Please repeat each of the records that follow, exactly as written.

BEGIN Recorded data

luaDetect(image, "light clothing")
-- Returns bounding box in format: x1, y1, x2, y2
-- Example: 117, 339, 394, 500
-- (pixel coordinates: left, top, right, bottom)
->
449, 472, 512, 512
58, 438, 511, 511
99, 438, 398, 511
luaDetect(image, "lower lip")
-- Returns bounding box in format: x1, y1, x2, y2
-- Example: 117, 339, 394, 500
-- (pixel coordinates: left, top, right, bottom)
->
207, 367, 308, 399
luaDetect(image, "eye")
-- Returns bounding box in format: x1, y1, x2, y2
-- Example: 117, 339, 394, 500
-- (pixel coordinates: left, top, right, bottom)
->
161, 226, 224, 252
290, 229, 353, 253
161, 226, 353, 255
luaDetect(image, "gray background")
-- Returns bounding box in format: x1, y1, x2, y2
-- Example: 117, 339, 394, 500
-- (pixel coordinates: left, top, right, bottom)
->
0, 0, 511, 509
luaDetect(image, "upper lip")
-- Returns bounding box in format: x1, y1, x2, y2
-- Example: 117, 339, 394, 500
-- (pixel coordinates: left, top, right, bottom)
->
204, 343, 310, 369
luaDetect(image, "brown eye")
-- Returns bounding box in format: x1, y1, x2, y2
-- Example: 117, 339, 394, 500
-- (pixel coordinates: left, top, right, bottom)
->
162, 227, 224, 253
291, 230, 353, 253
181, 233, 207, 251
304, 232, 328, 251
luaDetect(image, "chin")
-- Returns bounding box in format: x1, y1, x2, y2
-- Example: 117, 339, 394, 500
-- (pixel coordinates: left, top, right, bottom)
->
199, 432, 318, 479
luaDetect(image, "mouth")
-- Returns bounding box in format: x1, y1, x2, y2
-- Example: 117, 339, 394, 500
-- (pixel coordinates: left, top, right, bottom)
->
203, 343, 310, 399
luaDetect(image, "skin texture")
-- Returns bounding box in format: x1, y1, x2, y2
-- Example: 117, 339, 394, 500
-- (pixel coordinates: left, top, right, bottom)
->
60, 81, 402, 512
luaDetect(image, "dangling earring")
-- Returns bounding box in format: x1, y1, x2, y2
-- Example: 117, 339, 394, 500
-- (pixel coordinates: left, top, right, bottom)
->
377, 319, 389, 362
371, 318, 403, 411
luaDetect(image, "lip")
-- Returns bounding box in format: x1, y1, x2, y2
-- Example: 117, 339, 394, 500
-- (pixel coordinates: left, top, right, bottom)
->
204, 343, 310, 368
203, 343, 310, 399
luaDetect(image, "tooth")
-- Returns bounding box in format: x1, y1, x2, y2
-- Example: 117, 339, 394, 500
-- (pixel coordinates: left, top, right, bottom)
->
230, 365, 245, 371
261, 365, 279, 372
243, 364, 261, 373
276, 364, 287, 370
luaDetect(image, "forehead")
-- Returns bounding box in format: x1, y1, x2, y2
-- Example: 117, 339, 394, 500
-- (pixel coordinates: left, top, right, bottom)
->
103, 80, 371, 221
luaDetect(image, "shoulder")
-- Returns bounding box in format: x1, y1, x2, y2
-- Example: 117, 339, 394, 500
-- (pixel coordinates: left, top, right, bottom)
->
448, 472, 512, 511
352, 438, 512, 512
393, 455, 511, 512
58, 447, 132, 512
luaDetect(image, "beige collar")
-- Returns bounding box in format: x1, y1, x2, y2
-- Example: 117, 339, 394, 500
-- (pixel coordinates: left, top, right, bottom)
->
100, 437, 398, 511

END Recorded data

Written solution ::
luaDetect(image, "light clothing")
-- Returns bounding box in format: x1, y1, x2, y2
-- Example: 117, 339, 394, 500
-- (pixel coordinates: left, top, right, bottom)
->
449, 472, 512, 512
58, 438, 511, 511
99, 438, 398, 511
luaDetect(image, "lower lip")
-- Returns bounding box in format: x1, y1, x2, y2
-- Example: 117, 339, 394, 500
-- (pixel coordinates: left, top, right, bottom)
->
207, 367, 308, 399
luaDetect(image, "eye")
-- Returns bounding box in format: x1, y1, x2, y2
-- Example: 117, 339, 394, 500
-- (pixel coordinates: left, top, right, bottom)
->
161, 226, 224, 252
290, 229, 353, 253
161, 226, 353, 255
luaDetect(image, "gray background")
-- Returns bounding box in format: x1, y1, x2, y2
-- Example: 117, 339, 394, 500
-- (pixel coordinates: left, top, right, bottom)
->
0, 0, 511, 509
luaDetect(image, "upper lip")
-- Returns bounding box in format: x1, y1, x2, y2
-- Example: 117, 339, 394, 500
-- (pixel coordinates: left, top, right, bottom)
->
204, 343, 310, 369
luaDetect(image, "brown eye")
-- Returns bounding box in format: x1, y1, x2, y2
-- Example: 117, 339, 394, 500
-- (pixel coordinates: left, top, right, bottom)
->
162, 227, 224, 253
291, 230, 353, 253
181, 233, 207, 251
304, 232, 328, 251
luaDetect(image, "chin")
-- Returns bounding box in format: x1, y1, x2, y2
-- Example: 117, 339, 394, 500
-- (pixel coordinates: left, top, right, bottom)
->
199, 432, 318, 479
luaDetect(image, "mouth")
-- Returns bounding box in format: x1, y1, x2, y2
-- Example: 117, 339, 394, 500
-- (pixel coordinates: left, top, right, bottom)
->
203, 343, 310, 399
luaDetect(image, "skin texture")
-- Returns bounding box in format: x1, y1, x2, y2
-- Example: 117, 339, 394, 500
-- (pixel coordinates: left, top, right, bottom)
->
60, 81, 402, 512
luaDetect(image, "dangling earring")
-- Returns bounding box in format: x1, y1, x2, y2
-- Example: 117, 339, 394, 500
-- (pixel coordinates: left, top, right, bottom)
->
377, 319, 389, 362
371, 318, 403, 411
luaDetect(image, "lip")
-- Returns bounding box in format: x1, y1, x2, y2
-- Example: 117, 339, 394, 500
-- (pixel coordinates: left, top, right, bottom)
->
204, 343, 310, 368
203, 343, 310, 399
luaDetect(image, "tooth")
-- Returns bounding box in format: x1, y1, x2, y2
-- Example: 117, 339, 394, 500
-- (pixel coordinates: left, top, right, bottom)
->
230, 365, 245, 371
261, 365, 279, 372
243, 364, 261, 373
276, 364, 287, 370
luaDetect(image, "forehead")
-- Returns bounding box in format: x1, y1, x2, y2
-- Example: 117, 339, 394, 500
-- (pixel coordinates: left, top, right, bottom)
->
103, 80, 371, 221
luaDetect(image, "shoulder")
-- Returns bounding box in format: x1, y1, x2, y2
-- Example: 117, 339, 394, 500
-- (pixel coordinates: left, top, right, bottom)
->
448, 472, 512, 511
352, 438, 512, 512
393, 455, 511, 512
58, 447, 132, 512
luaDetect(image, "beige collar")
-- Returns bounding box in format: x1, y1, x2, y2
-- Example: 117, 339, 394, 500
-- (pixel coordinates: left, top, right, bottom)
->
100, 437, 398, 511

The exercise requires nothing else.